Please rewrite the items below with "one point per instance" changed to "exactly one point per instance" throughout, keeping every other word the same. Omit the pictures from your answer.

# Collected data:
• • • • •

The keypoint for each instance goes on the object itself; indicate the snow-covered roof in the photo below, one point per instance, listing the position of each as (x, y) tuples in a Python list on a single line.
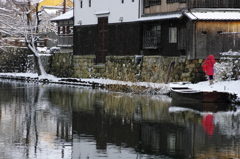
[(66, 16), (213, 14), (161, 17)]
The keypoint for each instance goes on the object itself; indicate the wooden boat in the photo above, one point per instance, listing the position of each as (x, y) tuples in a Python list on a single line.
[(188, 94)]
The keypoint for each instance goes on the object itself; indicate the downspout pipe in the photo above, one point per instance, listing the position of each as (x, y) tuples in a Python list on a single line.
[(169, 71)]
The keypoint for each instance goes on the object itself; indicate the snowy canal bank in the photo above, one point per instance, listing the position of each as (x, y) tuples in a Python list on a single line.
[(128, 87)]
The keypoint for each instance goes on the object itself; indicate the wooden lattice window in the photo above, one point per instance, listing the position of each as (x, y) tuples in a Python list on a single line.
[(148, 3), (151, 36)]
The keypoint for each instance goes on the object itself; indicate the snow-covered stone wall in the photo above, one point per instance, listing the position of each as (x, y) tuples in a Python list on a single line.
[(138, 68), (13, 59)]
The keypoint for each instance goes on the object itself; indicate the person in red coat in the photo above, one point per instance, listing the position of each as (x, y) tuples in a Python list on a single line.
[(209, 68)]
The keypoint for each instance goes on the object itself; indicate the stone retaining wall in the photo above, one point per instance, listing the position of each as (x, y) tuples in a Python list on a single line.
[(140, 68), (13, 59), (158, 69)]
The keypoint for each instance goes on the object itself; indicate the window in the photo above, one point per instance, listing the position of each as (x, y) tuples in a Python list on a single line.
[(151, 36), (173, 35), (148, 3), (174, 1)]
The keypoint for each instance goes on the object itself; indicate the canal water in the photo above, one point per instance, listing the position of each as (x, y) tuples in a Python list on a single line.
[(55, 121)]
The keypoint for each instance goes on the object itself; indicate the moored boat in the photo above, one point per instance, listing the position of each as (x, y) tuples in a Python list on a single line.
[(188, 94)]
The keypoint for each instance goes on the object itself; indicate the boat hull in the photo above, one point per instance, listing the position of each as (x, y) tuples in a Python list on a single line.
[(187, 94)]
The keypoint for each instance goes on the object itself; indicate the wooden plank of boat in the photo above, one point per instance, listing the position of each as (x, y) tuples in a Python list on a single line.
[(186, 94), (216, 97)]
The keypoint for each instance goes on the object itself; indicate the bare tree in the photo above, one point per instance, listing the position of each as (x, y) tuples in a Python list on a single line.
[(21, 18)]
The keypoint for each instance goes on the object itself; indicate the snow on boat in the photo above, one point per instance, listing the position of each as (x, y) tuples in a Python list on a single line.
[(188, 94)]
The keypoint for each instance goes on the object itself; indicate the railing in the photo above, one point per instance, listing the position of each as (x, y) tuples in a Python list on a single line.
[(65, 40)]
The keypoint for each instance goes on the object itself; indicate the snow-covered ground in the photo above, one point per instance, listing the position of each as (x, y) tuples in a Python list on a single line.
[(229, 86)]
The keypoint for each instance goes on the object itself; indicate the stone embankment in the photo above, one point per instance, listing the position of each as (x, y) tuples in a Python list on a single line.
[(136, 89)]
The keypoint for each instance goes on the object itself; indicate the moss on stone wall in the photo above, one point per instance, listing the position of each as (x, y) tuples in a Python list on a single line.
[(157, 69), (13, 59), (61, 65)]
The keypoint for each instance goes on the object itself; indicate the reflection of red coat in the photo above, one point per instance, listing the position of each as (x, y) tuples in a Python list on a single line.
[(209, 62), (207, 123)]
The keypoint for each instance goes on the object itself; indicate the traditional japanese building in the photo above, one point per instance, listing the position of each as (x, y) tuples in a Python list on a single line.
[(180, 29)]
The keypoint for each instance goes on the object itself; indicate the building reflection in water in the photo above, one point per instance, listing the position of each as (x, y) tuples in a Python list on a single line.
[(73, 122)]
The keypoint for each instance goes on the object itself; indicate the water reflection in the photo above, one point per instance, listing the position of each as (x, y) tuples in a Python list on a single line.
[(31, 125), (53, 121)]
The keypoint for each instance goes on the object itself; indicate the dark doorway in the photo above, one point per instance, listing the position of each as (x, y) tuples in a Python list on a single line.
[(102, 40)]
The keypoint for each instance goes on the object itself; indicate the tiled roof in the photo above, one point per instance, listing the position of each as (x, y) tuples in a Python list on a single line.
[(161, 17), (66, 16), (213, 14)]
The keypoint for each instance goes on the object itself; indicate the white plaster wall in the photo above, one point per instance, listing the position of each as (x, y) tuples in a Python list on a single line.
[(113, 9)]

• • • • •

# THE RESPONSE:
The keypoint for each instance goes on the object itself; indicate the snow-covered roof in the photo below, exactly one point per instance, listing the position of each as (x, y) tuples in a Python list on a single line.
[(66, 16), (213, 14), (161, 17)]
The keypoint for each instance goes on the object itself; indicate the wooden boat in the photo above, exactly one point per instance, listing the position of each as (x, y) tuples in a Python list on a single line.
[(188, 94)]
The keypoint for each instance goes on the object itself; indicate the downspout pipe in the photo above, exactly one point per instance, listing the position of each as (x, y) tuples in a Python list on a single line.
[(169, 71)]
The keypoint for each instance goes on the object itself; indicate the snowy canal bank in the photo above, exactly one point per instance, listing the position of each as (x, y) tuples in a Python list on a single line.
[(128, 87)]
The keypoint for each instance goes on the object itself; indicate the wooden lattice window in the photo above, exactly one point per instance, listing the position of each as (x, y) tuples in a Python list on a single line.
[(148, 3), (151, 36)]
The keypoint for each instance goes on the object itself; indicate the snow-covered stone wall in the photo above, exactly one point per instance, listing the position of each as (x, y) tuples in a Python list on a single line.
[(138, 68), (13, 59)]
The keypoint for each instance goes on the object itself; indicate the person in red coat in the photo above, exactly one point per instance, listing the position of each as (x, y) tuples in a Python list on a single line.
[(209, 68)]
The keypoint for each instance goes on the object itself; indicate the stone retaining wall in the photo above, exactly one point per instance, listing the position of each as (x, y) tuples in a Python list on a single line.
[(140, 68), (13, 59), (158, 69)]
The keypoint for each instance goes on the object itself; indicate the window in the photo above, exactly one point per instance, listing the position of each as (x, y) tuples in a Python list on a single line.
[(151, 36), (173, 35), (148, 3), (174, 1)]
The keypoint for each instance goes on the object itself; indicate the canal water in the photo above, exactly one point per instance, listing the position of each as (x, y) tuples in a Python list on a single line.
[(55, 121)]
The keypoint for each instance goes on the object itself; indicate the moored boat in the photo above, exactly one point per instance, listing the position of each as (x, y) tuples in a Python list on a single line.
[(188, 94)]
The keypoint for each instance goes on the object itself; indicate the boat hull in the photo above, exactly one point per instance, listing the position of each as (x, y) tuples in a Python list on a single line.
[(187, 94)]
The keypoint for each instance goes on the object itself; indicate the wooden plank of boat in the photo above, exactly one point per instance, listing the position of each as (x, y) tuples in a Python list on a single line.
[(186, 94), (216, 97)]
The keypoint for each instance goes on the object itself; indicate the bare tree in the photo above, exactly one point per instance, listing the position of each as (x, y) tuples in a Python list on a single line.
[(21, 18)]
The keypoint for each instance goes on the object itself; indicate the snow on boat in the photo above, exactly one point per instance, listing the position of each as (x, y) tuples in a Python list on a single line.
[(188, 94)]
The keypoint for each instance goes on the object itself; indicate the railing in the photo above, exactly one point per instance, listing the position of each as (x, y) tuples in a Python list on a single line.
[(65, 40)]
The keypoint for each instance goes on the object itself; indicate the snow-covered ground in the photo above, exactly one point per instance, listing the position of each as (x, y) tuples in a Python list on a single line.
[(229, 86)]
The keypoint for each instance goes on the object itself; indicate the stone embankment in the photo above, exactly one point per instance, listing the position of each as (x, y) tuples in a Python list on a single line.
[(136, 89)]
The keypoint for each instance goes on the object itself; indicate the moss on stone wall in the photo above, exactly one point per instance, listing the position of each as (x, y) tuples in a Python list on a single line.
[(157, 69), (13, 59), (61, 65)]
The keypoint for each instance goes on the object itself; indicate the reflection of red coat in the photo above, exactly one point per instance, listing the position of each as (x, y) tuples in a Python list on a single line.
[(209, 62), (207, 123)]
The keypoint for each instance goes on the object itself; indicate the traditional japanese building in the photo above, exactly one point per instance, listing the position of each as (x, y) tuples in a Python list on a single line.
[(180, 29)]
The keypoint for each instance goes on the object itself; indicate the building reflection in water in the photo above, exactly one point per instance, listing the position of each as (x, y) tuples in a Python list on a single line.
[(73, 122)]
The keypoint for each instance goes on the object itself; indicate the water reflection in the photo above, exactly one point per instance, listing the position of each as (x, y) tuples in a Python list on a single line.
[(31, 125), (53, 121)]
The keypoint for each instance goes on the object itself; indicate the dark doorway in the photo above, exactly one point per instance, listing the position of each as (x, y) tuples in a Python list on a single line.
[(102, 40)]
The keypoint for each instance goes on the object itself; indicate the tiled roof in the photo above, exactly one point per instance, listing the position of each as (x, y) tuples in a Python list on a single line.
[(161, 17), (66, 16), (213, 14)]
The keypoint for each instance goes on the object itself; indicate the white plaster wall in the photo above, exactly one point per instance, listing the position of each as (x, y) tuples in a Python list on a single line.
[(113, 9)]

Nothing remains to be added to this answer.